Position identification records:
--- start ---

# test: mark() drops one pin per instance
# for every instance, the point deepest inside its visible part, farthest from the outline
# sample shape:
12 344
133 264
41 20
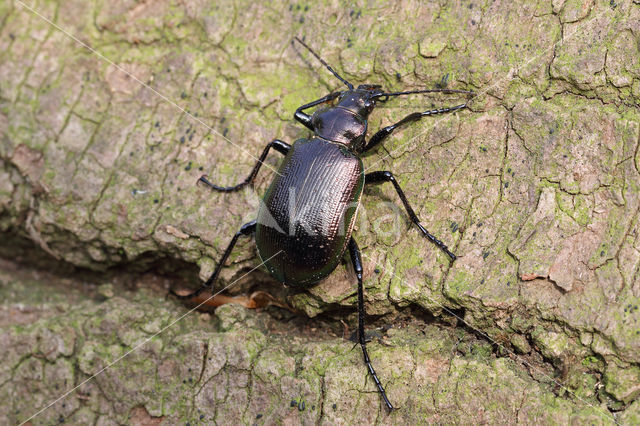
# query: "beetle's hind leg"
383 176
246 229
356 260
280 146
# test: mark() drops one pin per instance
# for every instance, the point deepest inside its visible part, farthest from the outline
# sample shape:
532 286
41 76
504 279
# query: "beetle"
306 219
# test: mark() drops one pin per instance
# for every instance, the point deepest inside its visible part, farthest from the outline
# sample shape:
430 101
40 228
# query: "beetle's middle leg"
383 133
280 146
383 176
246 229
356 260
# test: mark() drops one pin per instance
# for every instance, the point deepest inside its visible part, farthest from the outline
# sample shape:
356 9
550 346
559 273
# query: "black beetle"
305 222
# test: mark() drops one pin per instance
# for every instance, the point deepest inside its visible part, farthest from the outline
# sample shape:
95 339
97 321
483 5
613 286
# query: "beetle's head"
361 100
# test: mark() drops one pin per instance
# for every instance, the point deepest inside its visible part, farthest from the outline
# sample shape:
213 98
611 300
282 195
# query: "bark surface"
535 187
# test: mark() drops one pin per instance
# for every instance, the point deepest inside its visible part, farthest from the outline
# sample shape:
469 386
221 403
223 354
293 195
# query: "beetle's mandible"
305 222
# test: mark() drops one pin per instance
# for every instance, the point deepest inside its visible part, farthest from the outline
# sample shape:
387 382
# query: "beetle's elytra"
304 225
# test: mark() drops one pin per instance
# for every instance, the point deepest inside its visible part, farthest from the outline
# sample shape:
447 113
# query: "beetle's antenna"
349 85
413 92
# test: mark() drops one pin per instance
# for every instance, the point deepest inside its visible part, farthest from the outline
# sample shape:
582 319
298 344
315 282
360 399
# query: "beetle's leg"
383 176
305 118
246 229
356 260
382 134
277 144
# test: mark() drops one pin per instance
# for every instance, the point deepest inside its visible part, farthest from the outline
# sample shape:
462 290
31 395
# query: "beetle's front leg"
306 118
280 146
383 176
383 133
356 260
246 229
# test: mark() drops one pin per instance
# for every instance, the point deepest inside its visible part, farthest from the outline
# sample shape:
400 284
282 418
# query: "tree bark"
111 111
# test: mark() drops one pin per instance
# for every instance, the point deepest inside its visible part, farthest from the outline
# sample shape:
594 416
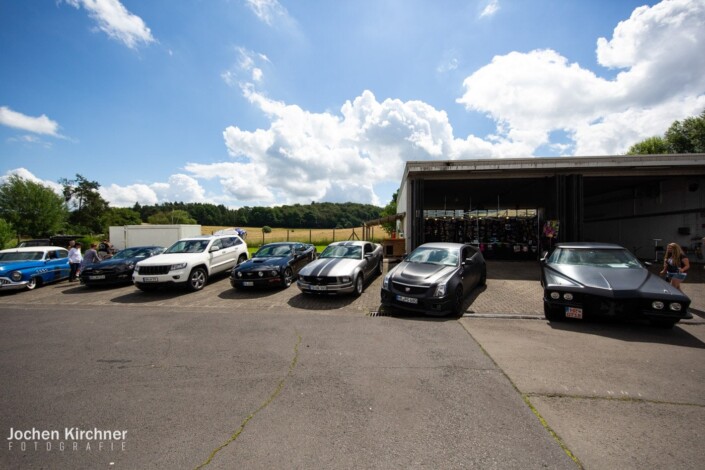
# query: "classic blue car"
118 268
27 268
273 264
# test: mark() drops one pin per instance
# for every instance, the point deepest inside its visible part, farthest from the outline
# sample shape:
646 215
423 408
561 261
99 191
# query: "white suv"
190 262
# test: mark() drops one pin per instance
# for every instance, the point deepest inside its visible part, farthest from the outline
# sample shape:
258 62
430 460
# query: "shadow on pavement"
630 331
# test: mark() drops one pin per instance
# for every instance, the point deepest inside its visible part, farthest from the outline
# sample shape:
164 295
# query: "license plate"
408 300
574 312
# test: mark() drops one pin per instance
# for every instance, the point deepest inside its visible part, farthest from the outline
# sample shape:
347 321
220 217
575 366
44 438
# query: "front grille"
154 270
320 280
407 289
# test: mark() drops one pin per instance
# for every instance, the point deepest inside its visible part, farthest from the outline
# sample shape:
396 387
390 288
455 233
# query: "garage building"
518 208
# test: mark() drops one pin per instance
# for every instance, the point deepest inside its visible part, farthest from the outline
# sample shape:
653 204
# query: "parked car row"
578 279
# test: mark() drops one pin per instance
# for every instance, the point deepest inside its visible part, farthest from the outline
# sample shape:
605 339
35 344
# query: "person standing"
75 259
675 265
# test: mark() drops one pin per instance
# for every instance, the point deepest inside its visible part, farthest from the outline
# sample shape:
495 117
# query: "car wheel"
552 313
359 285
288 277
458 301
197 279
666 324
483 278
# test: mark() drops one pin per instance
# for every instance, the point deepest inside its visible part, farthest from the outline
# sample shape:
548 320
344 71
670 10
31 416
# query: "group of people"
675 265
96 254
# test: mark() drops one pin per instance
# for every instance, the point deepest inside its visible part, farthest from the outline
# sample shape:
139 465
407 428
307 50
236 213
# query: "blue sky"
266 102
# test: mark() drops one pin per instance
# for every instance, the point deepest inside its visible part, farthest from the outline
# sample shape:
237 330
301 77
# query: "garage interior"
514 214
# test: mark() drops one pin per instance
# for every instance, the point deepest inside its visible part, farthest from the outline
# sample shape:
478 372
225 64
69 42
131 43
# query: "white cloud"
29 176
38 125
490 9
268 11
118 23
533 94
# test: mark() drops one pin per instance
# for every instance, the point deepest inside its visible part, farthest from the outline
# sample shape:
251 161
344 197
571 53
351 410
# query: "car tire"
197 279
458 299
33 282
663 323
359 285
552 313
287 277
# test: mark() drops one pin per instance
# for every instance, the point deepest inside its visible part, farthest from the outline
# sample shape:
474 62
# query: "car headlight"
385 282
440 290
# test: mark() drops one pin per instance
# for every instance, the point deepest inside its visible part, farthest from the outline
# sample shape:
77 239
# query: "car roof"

--- end ---
--- start ---

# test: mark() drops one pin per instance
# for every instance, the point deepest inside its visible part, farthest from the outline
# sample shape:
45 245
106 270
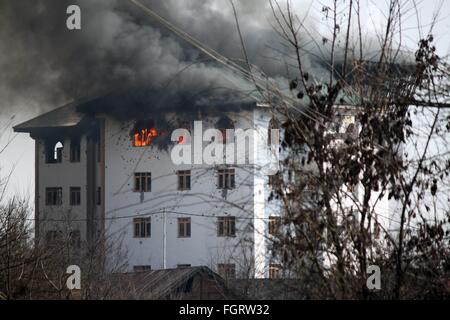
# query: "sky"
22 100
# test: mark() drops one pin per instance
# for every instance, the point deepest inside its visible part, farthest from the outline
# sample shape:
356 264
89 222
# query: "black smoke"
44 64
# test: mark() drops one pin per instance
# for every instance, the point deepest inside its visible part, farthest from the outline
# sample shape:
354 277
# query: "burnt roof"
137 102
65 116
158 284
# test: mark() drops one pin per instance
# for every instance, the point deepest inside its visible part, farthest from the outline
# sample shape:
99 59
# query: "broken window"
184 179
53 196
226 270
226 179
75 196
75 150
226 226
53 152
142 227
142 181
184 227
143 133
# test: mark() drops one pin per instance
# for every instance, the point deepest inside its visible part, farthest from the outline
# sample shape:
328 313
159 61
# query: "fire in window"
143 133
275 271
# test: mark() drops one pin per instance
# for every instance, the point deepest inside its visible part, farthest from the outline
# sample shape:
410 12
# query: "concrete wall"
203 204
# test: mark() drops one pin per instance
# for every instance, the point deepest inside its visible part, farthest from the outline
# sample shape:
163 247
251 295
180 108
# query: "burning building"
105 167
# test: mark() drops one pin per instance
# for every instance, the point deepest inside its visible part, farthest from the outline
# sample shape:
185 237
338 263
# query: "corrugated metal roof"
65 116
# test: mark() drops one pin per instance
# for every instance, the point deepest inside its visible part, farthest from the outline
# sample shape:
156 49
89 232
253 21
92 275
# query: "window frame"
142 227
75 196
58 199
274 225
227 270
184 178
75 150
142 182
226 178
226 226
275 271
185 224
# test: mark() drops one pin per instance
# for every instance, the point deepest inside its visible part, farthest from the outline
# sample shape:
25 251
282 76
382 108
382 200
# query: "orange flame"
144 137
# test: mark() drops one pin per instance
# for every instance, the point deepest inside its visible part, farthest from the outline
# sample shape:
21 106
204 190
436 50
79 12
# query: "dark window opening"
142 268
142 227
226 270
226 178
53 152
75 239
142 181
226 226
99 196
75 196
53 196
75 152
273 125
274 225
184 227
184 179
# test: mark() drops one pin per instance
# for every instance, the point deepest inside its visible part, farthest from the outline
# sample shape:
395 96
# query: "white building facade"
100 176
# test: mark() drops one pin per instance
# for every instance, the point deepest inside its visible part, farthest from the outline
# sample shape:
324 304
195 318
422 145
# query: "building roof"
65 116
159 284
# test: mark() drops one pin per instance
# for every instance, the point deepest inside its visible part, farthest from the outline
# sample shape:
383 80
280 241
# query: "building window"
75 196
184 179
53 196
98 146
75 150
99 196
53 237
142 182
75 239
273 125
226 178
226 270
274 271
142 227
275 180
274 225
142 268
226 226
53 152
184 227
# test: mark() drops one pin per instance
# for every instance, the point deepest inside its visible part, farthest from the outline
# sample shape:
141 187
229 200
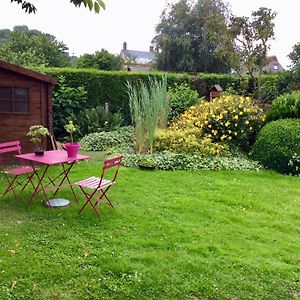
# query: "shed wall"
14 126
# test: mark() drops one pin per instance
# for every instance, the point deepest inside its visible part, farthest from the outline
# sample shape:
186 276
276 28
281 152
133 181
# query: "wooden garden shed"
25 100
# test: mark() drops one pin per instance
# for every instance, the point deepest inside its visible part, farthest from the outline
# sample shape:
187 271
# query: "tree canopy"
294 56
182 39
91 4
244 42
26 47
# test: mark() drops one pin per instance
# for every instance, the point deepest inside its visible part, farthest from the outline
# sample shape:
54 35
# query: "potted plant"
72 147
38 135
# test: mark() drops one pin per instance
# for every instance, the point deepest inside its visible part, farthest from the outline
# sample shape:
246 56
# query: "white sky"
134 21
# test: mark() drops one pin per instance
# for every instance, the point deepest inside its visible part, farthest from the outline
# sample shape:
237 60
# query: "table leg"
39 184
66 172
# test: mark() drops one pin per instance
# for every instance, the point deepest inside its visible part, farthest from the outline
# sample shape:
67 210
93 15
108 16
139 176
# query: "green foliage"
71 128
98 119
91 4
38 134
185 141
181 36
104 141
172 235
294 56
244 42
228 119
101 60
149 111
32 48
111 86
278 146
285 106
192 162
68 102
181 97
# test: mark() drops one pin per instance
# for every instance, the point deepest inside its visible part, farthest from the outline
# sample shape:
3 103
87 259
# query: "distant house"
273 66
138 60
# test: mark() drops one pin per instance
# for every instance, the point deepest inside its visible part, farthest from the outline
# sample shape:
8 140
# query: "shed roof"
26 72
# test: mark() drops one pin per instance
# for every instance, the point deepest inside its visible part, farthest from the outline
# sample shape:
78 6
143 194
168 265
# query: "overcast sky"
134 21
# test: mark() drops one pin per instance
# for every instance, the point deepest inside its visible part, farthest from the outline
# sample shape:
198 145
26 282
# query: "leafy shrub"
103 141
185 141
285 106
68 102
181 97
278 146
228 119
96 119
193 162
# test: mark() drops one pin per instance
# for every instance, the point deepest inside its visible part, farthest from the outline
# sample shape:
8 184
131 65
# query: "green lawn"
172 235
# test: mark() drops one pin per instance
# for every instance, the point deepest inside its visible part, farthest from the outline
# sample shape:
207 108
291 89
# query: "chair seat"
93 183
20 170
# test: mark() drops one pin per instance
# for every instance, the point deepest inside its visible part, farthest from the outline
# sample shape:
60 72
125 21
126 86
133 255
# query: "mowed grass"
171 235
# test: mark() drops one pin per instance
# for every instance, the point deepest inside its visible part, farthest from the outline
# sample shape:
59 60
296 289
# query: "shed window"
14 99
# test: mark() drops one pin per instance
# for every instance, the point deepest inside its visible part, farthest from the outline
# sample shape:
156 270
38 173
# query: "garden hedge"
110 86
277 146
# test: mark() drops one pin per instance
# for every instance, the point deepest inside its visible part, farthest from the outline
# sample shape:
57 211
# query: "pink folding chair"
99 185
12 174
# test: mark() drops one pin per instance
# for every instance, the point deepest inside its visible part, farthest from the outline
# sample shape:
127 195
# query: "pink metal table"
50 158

--- end ---
--- start ---

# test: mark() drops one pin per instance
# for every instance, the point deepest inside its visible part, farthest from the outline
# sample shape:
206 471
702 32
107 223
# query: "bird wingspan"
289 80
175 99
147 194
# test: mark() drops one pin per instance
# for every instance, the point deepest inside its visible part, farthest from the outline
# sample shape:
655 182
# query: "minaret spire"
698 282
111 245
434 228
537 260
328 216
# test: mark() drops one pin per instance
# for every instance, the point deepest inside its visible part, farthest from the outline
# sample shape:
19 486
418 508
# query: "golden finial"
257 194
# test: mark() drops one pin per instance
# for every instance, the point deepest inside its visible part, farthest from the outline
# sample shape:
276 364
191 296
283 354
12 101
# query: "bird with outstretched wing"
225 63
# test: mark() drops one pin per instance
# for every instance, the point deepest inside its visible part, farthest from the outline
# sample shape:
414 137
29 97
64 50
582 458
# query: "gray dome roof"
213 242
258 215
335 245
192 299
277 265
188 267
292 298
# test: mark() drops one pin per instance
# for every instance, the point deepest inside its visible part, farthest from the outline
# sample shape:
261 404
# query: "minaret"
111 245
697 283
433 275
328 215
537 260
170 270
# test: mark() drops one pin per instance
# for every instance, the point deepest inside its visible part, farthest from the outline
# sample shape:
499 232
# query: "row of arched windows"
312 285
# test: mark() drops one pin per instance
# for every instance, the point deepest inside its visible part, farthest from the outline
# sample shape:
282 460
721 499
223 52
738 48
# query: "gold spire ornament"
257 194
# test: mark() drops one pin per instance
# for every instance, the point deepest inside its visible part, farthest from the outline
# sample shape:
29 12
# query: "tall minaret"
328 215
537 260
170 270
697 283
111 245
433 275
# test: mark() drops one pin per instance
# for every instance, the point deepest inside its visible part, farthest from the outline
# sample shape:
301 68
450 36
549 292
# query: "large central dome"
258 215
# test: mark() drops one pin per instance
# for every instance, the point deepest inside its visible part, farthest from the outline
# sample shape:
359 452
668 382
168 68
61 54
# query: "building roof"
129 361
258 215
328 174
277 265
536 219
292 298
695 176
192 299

--- end ---

Pick out and copy each line of the records above that contains the word "white". Match case exactly.

# query: "white suv"
# query: "white cloud"
# query: "white building facade"
# query: "white sky"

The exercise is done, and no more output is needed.